* begin EXTRACT PROVIDED *
The notice below can be served at any time during the proceedings but no later than 21 days before the trial (didn't quite catch when your trial is so not sure if it is relevant but thought I would mention it for completeness). You need to send the opposing side a letter or N266 asking them to admit the following facts:

 

1.) That the agreement they are relying on does not contain the prescribed terms.

2.) That the DN you have is not a compliant DN.

 

You can use it to get most of the arguing in Court out of the way, hence minimising, but not alleviating the risk that a Judge will look adversely on you. The opposing solicitors can always not agree with you or tell you that you are wrong but if you are proved right when they ignored the request or if they didn't admit the facts, it has adverse costs against the opposing party as per CPR 44.3 and 44.4 and in turn you can add to your costs, research time and disbursements.

 

You obviously put a covering letter stating why it is not compliant in detail explaining each point for the other side to understand and also then include two copies of the letter below:

 

The formatting of this letter is broken here so I have uploaded a doc fomat of it.
* end EXTRACT PROVIDED *
§ INSTRUCTIONS:
(A) From the notice-to-admit post, extract word for word the stretch from "2.) That the" through "time and disbursements.".
(B) Answer these from the notice-to-admit post:
(i) What is the latest point at which the notice can be served?
(ii) Which CPR rules are cited for adverse costs?
(iii) How many copies of the letter should go with the covering letter?
(C) According to the notice-to-admit post, why would someone serve this notice before trial?
The rows after this have no connection to the notice-to-admit post.
* begin RECORDS PROVIDED *
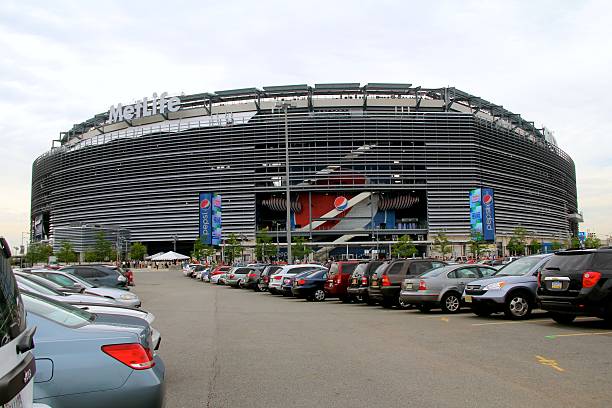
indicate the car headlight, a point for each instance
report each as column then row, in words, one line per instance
column 495, row 286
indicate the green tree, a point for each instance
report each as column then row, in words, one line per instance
column 592, row 243
column 66, row 253
column 299, row 249
column 476, row 245
column 233, row 248
column 442, row 244
column 264, row 248
column 138, row 251
column 518, row 241
column 103, row 248
column 556, row 245
column 404, row 247
column 39, row 252
column 535, row 246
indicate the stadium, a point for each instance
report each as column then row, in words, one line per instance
column 367, row 163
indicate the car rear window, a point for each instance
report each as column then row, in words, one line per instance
column 568, row 261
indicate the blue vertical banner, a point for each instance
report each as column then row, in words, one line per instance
column 206, row 218
column 217, row 231
column 488, row 214
column 476, row 213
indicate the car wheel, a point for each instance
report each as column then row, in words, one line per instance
column 562, row 318
column 319, row 295
column 425, row 308
column 451, row 303
column 481, row 311
column 387, row 303
column 518, row 306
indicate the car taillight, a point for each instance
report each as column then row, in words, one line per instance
column 133, row 355
column 590, row 279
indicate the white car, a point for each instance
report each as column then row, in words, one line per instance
column 276, row 279
column 124, row 297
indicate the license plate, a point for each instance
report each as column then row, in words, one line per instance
column 14, row 403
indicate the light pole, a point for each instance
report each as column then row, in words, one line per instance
column 286, row 105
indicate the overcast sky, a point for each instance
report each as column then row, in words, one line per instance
column 547, row 60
* end RECORDS PROVIDED *
§ SOLUTIONS:
(A)
2.) That the DN you have is not a compliant DN.

 

You can use it to get most of the arguing in Court out of the way, hence minimising, but not alleviating the risk that a Judge will look adversely on you. The opposing solicitors can always not agree with you or tell you that you are wrong but if you are proved right when they ignored the request or if they didn't admit the facts, it has adverse costs against the opposing party as per CPR 44.3 and 44.4 and in turn you can add to your costs, research time and disbursements.

(B)
(i) No later than 21 days before the trial.
(ii) CPR 44.3 and 44.4.
(iii) Two copies.

(C) Serving the notice gets most of the arguing in Court out of the way. That reduces the risk that a Judge will look adversely on the sender, though it does not remove it.